### DATA SECTION

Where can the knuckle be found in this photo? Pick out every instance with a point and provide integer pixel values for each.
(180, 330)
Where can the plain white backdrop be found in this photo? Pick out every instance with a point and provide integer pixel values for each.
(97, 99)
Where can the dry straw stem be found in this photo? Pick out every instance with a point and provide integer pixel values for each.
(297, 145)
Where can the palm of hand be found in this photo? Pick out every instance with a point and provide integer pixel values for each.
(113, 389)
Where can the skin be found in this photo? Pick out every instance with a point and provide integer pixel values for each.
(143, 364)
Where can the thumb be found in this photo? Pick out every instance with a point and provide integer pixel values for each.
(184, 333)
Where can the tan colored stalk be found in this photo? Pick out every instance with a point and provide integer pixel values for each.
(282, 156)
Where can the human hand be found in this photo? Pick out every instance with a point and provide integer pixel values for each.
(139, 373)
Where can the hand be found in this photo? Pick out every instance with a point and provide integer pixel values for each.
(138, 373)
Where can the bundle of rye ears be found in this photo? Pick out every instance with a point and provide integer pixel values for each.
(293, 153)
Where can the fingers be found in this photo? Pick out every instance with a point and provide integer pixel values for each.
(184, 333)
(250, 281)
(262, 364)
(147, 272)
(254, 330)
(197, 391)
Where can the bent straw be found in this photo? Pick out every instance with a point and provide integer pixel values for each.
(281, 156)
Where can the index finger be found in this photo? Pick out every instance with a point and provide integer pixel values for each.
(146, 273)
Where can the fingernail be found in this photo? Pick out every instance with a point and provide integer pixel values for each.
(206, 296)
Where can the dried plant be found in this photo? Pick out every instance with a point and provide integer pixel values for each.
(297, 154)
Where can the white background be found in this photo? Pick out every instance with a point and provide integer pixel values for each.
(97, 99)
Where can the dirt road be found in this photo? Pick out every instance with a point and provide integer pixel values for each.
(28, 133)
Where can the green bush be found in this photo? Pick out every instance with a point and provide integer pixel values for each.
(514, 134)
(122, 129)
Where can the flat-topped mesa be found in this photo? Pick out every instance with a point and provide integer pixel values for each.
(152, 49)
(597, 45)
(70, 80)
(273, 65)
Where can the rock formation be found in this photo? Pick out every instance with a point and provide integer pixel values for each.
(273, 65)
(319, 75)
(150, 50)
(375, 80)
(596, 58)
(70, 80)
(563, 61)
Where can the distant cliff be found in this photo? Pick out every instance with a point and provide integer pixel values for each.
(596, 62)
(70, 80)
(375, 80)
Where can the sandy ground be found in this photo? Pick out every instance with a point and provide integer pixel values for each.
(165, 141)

######

◆ **EXERCISE GOAL**: Quote all of the entries exactly as they appear.

◆ **ANSWER TO THIS PROBLEM**:
Where can the knuckle be found in this photo? Pick out every instance with a point and provide integer pixel values for each.
(180, 330)
Where can the plain white backdrop be found in this photo? Pick out every instance with a point and provide integer pixel values for each.
(97, 99)
Where can the dry straw stem be found in this photo? Pick out every instance with a point and provide integer pixel values for each.
(297, 145)
Where can the palm of hand be found in this photo? Pick out every instance with a point and provide integer pixel values for each.
(113, 389)
Where can the skin be found in this photo? Pick out every instance with a point and provide integer pixel values for each.
(143, 364)
Where can the thumb be found in this photo? Pick out every instance with a point and provide integer pixel values for each.
(184, 333)
Where can the tan colored stalk be found in this photo? Pick out every instance with a point and provide integer pixel values for each.
(282, 156)
Where can the human hand be found in this photo? Pick out every instance with a point and provide integer pixel values for each.
(139, 373)
Where can the hand be found in this photo? Pick out every instance with a point and provide integer pixel values for each.
(138, 373)
Where can the bundle of rye ears be found in this photo? Pick out every instance with a point and provide integer pixel values for each.
(293, 153)
Where can the fingers be found in this photo? Pick out every instance with a point and provide integer pixel values for each.
(184, 333)
(250, 281)
(262, 364)
(147, 272)
(254, 330)
(197, 391)
Where can the bent straw be found in this photo? Pick out every instance with a point and provide integer pixel values for each.
(281, 156)
Where can the index finger be found in this photo? Pick out every instance with a point and provide integer pixel values for each.
(146, 273)
Where can the fingernail be found in this photo? Pick out every instance with a point and provide integer pixel values for each.
(206, 296)
Where can the dried plant be found in this photo? Pick out every instance with a point and provide integer pixel values for each.
(297, 154)
Where can the white background be found in this photo? Pick out every instance with a point and provide integer pixel values for each.
(97, 99)
Where can the dirt road be found in this photo? Pick out every instance with a point and provide integer pixel values for each.
(28, 133)
Where can the green bush be found in this photo? Pick out every instance with a point and provide integer pixel values for each.
(514, 134)
(122, 129)
Where can the flat-topped mesa be found in this photo? Pick out every instance with a point and provide integer pixel values for each.
(152, 49)
(597, 45)
(70, 80)
(273, 65)
Where can the rock formation be found in this photo? Pick out every instance with a point and provide integer pixel values for each.
(273, 65)
(319, 75)
(150, 50)
(375, 80)
(596, 58)
(70, 80)
(563, 61)
Where can the distant cliff be found in this photo? Pick out every instance with a point and provide integer pixel values for each.
(596, 62)
(70, 80)
(375, 80)
Where can the sandy ground be found in this photo? Pick out every instance with a point and provide integer pixel values for each.
(165, 141)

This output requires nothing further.